- **Problem**:
Of the entries that follow, how many lines hold the word "building"? Reply with the number only.

- **Records to use**:
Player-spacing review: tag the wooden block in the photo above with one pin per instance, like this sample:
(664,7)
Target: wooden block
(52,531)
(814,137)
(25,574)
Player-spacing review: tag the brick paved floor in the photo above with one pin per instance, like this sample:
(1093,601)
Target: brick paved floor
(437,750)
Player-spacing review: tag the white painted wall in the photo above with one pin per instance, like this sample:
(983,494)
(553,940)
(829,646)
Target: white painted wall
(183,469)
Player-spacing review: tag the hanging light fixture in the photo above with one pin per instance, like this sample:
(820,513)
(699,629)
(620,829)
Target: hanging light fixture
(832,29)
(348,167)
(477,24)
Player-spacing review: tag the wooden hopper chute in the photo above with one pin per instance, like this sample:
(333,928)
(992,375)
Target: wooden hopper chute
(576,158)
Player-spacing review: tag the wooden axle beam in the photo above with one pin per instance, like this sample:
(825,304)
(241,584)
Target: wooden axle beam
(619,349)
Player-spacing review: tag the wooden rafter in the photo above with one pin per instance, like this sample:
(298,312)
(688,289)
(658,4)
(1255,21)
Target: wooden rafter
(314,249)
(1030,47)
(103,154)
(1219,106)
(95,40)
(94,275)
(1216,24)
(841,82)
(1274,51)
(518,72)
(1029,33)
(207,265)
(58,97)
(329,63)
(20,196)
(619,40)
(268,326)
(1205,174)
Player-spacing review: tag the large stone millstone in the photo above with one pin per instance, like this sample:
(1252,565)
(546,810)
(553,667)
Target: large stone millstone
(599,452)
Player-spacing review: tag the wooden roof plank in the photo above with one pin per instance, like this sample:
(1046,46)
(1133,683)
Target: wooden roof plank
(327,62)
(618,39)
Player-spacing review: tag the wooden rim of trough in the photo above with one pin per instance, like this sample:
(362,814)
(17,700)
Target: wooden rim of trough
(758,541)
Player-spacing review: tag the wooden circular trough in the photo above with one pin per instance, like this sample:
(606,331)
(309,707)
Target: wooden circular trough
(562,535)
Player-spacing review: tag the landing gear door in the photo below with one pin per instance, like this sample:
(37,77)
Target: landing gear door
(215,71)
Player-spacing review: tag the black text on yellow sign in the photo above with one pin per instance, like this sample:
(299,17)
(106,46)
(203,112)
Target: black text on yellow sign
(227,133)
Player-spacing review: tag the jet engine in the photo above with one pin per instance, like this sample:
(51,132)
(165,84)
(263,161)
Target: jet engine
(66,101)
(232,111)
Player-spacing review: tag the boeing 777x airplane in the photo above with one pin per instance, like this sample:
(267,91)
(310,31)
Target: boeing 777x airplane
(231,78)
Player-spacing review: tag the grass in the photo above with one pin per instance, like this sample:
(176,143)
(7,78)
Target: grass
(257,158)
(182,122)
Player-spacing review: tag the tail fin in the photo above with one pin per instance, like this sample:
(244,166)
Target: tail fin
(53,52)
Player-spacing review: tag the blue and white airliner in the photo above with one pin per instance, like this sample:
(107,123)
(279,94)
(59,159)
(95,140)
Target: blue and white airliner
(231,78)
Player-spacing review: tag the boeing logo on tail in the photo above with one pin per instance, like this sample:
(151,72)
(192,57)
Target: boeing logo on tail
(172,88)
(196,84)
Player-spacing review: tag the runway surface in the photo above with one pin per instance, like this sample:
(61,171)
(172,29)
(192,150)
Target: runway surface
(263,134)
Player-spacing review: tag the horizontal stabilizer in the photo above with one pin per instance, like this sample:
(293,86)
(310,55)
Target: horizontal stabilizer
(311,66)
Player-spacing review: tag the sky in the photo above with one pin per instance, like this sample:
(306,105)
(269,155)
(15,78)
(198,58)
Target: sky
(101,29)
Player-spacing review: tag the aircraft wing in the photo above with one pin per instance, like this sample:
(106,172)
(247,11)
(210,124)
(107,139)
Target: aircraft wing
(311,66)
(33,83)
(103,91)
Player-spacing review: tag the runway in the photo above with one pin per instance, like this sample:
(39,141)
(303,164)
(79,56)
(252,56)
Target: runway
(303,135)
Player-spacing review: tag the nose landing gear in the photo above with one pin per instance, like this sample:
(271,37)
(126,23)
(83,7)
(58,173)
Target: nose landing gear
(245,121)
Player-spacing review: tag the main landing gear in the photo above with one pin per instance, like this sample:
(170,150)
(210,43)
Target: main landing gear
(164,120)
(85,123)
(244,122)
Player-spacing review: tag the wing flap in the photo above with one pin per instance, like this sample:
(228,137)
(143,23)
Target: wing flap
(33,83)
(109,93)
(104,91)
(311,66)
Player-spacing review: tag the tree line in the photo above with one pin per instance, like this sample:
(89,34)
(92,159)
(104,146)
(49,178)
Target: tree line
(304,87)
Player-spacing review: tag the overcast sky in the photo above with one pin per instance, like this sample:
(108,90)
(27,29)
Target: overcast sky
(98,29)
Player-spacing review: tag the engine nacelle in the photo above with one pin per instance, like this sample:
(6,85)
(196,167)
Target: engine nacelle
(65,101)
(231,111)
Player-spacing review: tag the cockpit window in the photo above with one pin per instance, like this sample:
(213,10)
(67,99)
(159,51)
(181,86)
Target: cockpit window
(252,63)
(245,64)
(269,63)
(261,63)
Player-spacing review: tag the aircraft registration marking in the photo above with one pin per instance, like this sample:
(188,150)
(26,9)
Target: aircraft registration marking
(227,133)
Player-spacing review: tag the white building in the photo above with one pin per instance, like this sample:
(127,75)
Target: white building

- **Output for this exercise**:
2